GIVEN TASK. Rewrite the lines from the one containing "Test: the pointer marks one pixel per instance of the bush." through the one containing "x=1043 y=680", inclusive, and return only those lines. Switch every "pointer" to "locator" and leave everything else unchanged.

EXERCISE MATERIALS.
%%
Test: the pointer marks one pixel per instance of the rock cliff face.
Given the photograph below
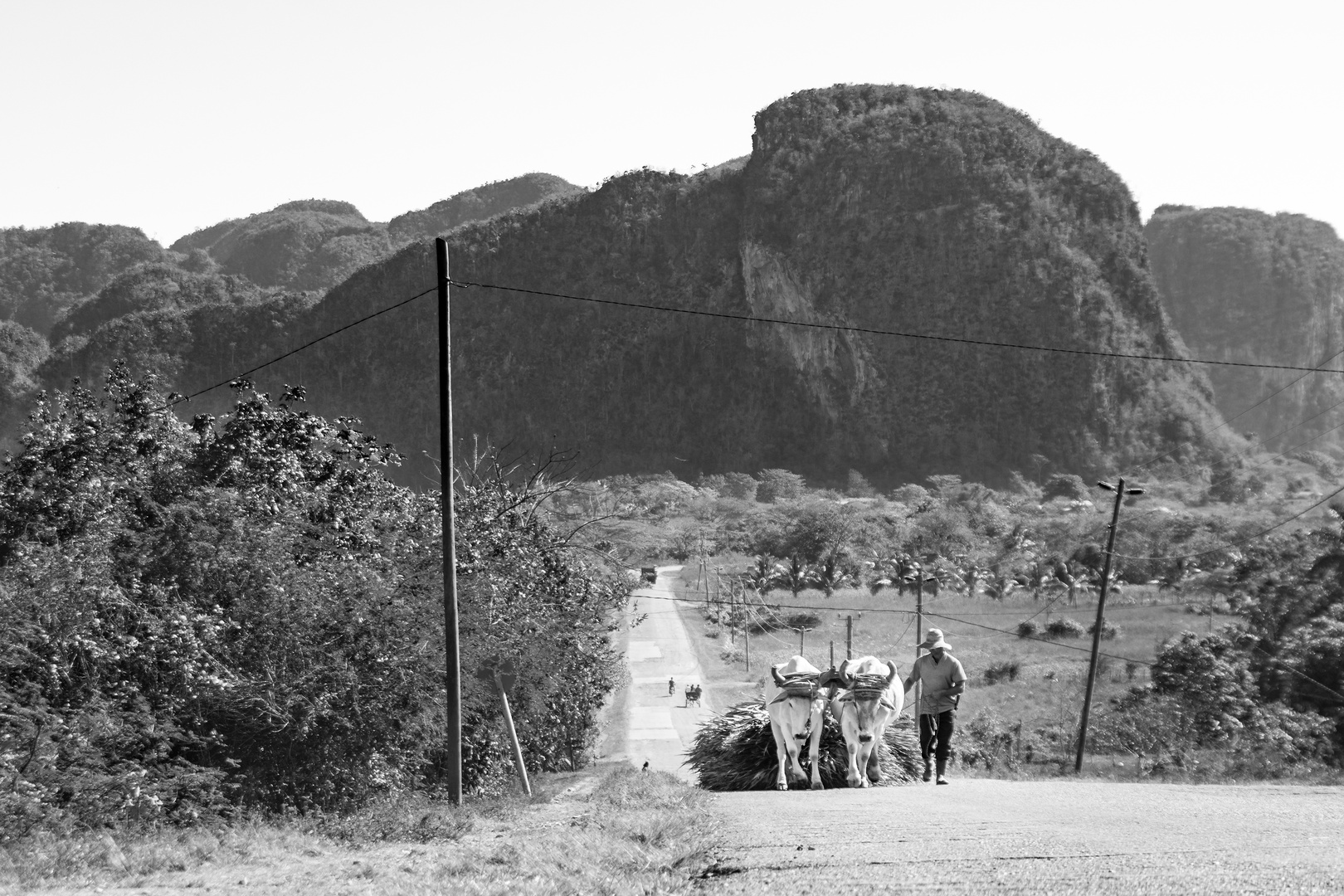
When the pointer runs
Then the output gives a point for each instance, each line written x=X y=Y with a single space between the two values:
%%
%%
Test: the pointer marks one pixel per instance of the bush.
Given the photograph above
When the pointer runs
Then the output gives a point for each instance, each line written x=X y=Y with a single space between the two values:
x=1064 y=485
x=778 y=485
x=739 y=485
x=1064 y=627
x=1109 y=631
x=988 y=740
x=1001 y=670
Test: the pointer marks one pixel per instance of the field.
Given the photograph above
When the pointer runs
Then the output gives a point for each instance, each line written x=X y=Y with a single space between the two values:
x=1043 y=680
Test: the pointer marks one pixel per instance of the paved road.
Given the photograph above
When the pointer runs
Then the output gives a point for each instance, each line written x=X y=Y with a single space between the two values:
%%
EXERCISE ANSWER.
Test: the locator marks one pixel per instance of the bush.
Given the photograph above
When the locator runs
Then the output gives a point for each instance, each line written x=X y=Y with a single space between the two values:
x=1064 y=485
x=778 y=485
x=739 y=485
x=1064 y=627
x=1109 y=631
x=988 y=740
x=1001 y=670
Test: the locator marks one pixel per instance of the field.
Given the photograph above
When the locator runs
Then the output gives a point for each instance, each line written x=X y=Y with a single space between the two values:
x=1043 y=680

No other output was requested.